++++ Potongan dokumen
Ganti Menteri, Ganti Kurikulum
Nadiem Anwar Makarim. Muncul sebagai salah satu sosok milenial di Kabinet Indonesia Maju. Terpilihnya Mas Nadiem (panggilan akrabnya), jelas melalui pertimbangan matang. Dianggap mampu membawa perubahan fundamental gerbong Kementerian Pendidikan dan Kebudayaan.
Ibarat proklamasi, pemindahan kekuasaan dan lain-lain berjalan cepat. Program “Merdeka Belajar” digelindingkan. Mengubur Ujian Nasional dan permasalahannya yang tak kunjung kelar. Memberi harapan besar adanya perubahan sektoral.
Terkini, Mas Nadiem kembali melempar granat di tengah gempuran virus korona yang kembali ganas. Tidak tanggung-tanggung, wacana perubahan kurikulum kembali meledak di tengah diskursus pro-kontra belajar di masa pandemi korona.
Kurikulum 2021 akan menitikberatkan penyesuaian konten, asapnya mengepul ke segala arah. Hingga pameo “Ganti Menteri Ganti Kurikulum” kembali mengemuka di jagat media. Apakah cukup penyesuaian konten saja yang perlu dibongkar? Tidak adakah hal urgen lain yang perlu dicongkel untuk membuang penyakit di tubuh lembaga yang pernah dipimpin Ki Hajar Dewantara ini? Perlu untuk kita ulas lebih dalam.
Dinamika Kurikulum Era 4.0 (Think Locally and Act Globally)
Pendidikan di Indonesia tidak lepas dari adanya perubahan dan penyesuaian. Dari waktu ke waktu ada dinamika. Bahkan sering terjadi dan menjadi sorotan tajam masyarakat. Sehingga setiap ada pergantian menteri pendidikan, pameo “Ganti Menteri Ganti Kurikulum” mengemuka dan menggelinding liar.
Penilaian masyarakat terbukti. Ganti menteri ganti kurikulum betul terjadi. Ambil contoh saja 4 menteri yang masih kita ingat seperti Mohammad Nuh, Anies Baswedan, Muhadjir Effendy, dan Nadiem Anwar Makarim. Keempat tokoh ini menjadi nakhoda kapal besar KBK (Kurikulum Berbasis Kompetensi), KTSP (Kurikulum Tingkat Satuan Pendidikan), Kurikulum 2013, dan wacana Kurikulum 2021.
Proses panjang dinamika kurikulum di Indonesia sebetulnya lebih diarahkan pada penyesuaian situasional. Mengikuti perkembangan dan tuntutan jaman. Memiliki tahapan-tahapan untuk mereviu dan merevisi. Memberikan layanan terbaik kepada peserta didik. Mengubah sudut pandang teacher centered ke student centered.
Konsep student centered menuntut guru bukan lagi sebagai kamus berjalan. Transfer knowledge tidak cukup hanya disampaikan lewat ceramah. Hanya mengedepankan capaian aspek knowledge. Mengesampingkan ketercapaian aspek psikomotoric dan character value.
++++++++
## Tentang tugas ini
Tulis ulang bagian tulisan tentang pergantian kurikulum di atas, semuanya dari "Ibarat proklamasi, pemindahan" terus sampai ke "adanya perubahan sektoral.", persis kata demi kata.
++++ Daftar yang diberikan
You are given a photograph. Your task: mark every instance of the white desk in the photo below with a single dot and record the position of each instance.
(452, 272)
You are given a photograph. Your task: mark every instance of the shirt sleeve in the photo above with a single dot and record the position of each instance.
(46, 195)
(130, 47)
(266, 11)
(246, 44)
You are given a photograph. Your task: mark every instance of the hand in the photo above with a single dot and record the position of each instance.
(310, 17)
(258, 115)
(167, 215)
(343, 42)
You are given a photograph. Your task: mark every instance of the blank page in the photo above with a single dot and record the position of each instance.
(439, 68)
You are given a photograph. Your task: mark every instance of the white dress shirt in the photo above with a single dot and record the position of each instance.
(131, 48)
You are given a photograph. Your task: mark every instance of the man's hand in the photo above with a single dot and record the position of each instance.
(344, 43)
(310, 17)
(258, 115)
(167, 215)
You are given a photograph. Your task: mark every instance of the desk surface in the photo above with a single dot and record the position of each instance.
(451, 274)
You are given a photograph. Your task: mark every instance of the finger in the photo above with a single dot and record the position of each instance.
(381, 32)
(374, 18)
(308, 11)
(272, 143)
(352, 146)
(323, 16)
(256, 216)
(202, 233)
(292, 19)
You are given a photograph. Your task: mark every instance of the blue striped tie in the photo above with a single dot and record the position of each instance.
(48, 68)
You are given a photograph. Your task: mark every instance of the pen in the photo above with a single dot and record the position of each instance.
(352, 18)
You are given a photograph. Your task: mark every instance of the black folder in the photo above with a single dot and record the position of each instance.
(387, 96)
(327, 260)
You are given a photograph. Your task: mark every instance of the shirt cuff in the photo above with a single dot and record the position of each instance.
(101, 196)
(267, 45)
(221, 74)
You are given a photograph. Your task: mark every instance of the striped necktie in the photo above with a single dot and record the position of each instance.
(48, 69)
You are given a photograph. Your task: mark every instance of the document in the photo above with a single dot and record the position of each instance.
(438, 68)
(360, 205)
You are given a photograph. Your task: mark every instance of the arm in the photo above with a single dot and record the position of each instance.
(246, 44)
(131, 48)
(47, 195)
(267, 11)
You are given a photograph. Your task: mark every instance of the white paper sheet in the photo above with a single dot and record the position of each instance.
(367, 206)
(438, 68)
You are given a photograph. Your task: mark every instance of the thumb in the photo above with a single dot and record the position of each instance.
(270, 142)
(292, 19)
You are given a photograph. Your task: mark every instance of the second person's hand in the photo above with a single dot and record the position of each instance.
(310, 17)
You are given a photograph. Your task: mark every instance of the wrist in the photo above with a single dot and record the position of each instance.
++++++++
## Kotak jawaban
Ibarat proklamasi, pemindahan kekuasaan dan lain-lain berjalan cepat. Program “Merdeka Belajar” digelindingkan. Mengubur Ujian Nasional dan permasalahannya yang tak kunjung kelar. Memberi harapan besar adanya perubahan sektoral.